▶ Work to complete
Reproduce the listing below verbatim, preserving every line in its original order.

▶ Data to use
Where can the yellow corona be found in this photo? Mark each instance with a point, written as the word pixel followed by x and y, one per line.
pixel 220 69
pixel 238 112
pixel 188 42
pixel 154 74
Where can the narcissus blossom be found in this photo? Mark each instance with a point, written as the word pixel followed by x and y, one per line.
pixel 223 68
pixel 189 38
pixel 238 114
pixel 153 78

▶ Exercise solution
Where can the yellow corona be found in this photo? Mark each instance with a point, written as the word pixel followed by x and y, one per line.
pixel 220 69
pixel 238 112
pixel 188 42
pixel 154 74
Where can the narcissus blossom be found in this photo? Mark each instance with a point, written as the word pixel followed by x and y, one per line.
pixel 223 68
pixel 189 38
pixel 238 114
pixel 153 78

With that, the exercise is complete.